• [EXCERPT]
-.-.-
TEPPCO Supplemental Indentures
On October 27, 2009, in connection with the closing of certain consent solicitations and
exchange offers, TEPPCO Partners, L.P., a Delaware limited partnership (TEPPCO), entered into an
Eighth Supplemental Indenture dated October 27, 2009 (the TEPPCO Senior Notes Supplemental
Indenture), among TEPPCO, TE Products Pipeline Company, LLC, a Texas limited liability company
(TE Products), TCTM, L.P., a Delaware limited partnership (TCTM), TEPPCO Midstream Companies,
LLC, a Texas limited liability company (TEPPCO Midstream), Val Verde Gas Gathering Company, L.P.,
a Delaware limited partnership (Val Verde and together with TE Products, TCTM, and TEPPCO
Midstream, the Subsidiary Guarantors), and U.S. Bank National Association, successor, pursuant to
Section 7.09 of the indenture, to Wachovia Bank, National Association and First Union National
Bank, as trustee (the 2002 TEPPCO Indenture Trustee).
On October 27, 2009, in connection with the closing of certain consent solicitations and
exchange offers, TEPPCO also entered into a Third Supplemental Indenture dated as of October 27,
2009 (the TEPPCO Subordinated Notes Supplemental Indenture), among TEPPCO, the Subsidiary
Guarantors and The Bank of New York Mellon Trust Company, N.A., as trustee (the 2007 TEPPCO
Indenture Trustee).
The TEPPCO Senior Notes Supplemental Indenture deleted all of the sections or provisions
listed below under the indenture dated as of February 20, 2002, as amended and supplemented, among
TEPPCO, the Subsidiary Guarantors and U.S. Bank National Association (successor in interest to
Wachovia Bank, National Association and First Union National Bank) (the 2002 TEPPCO Indenture)
-.-.-
• [DATASET CONTENT]
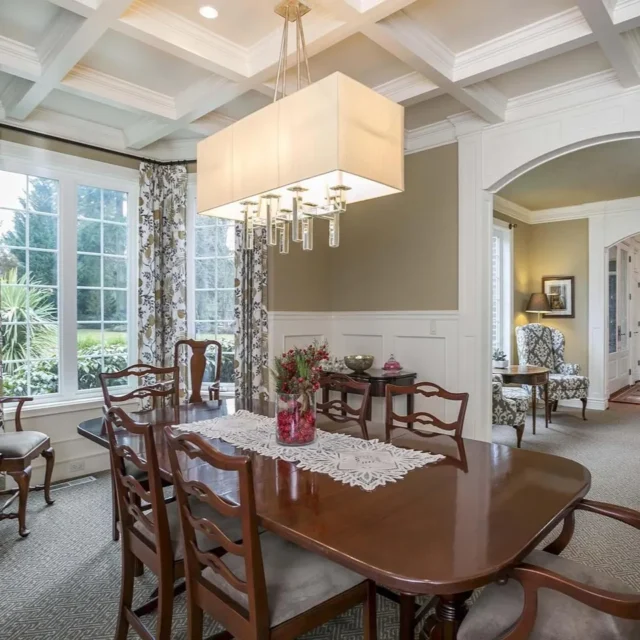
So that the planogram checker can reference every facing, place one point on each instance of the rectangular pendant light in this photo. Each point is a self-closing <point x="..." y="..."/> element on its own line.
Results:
<point x="334" y="133"/>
-.-.-
• [AIM OF THE EXERCISE] In the excerpt on the TEPPCO supplemental indentures, which institution is the trustee under the TEPPCO Subordinated Notes Supplemental Indenture?

• [SOLVED EXERCISE] The Bank of New York Mellon Trust Company, N.A.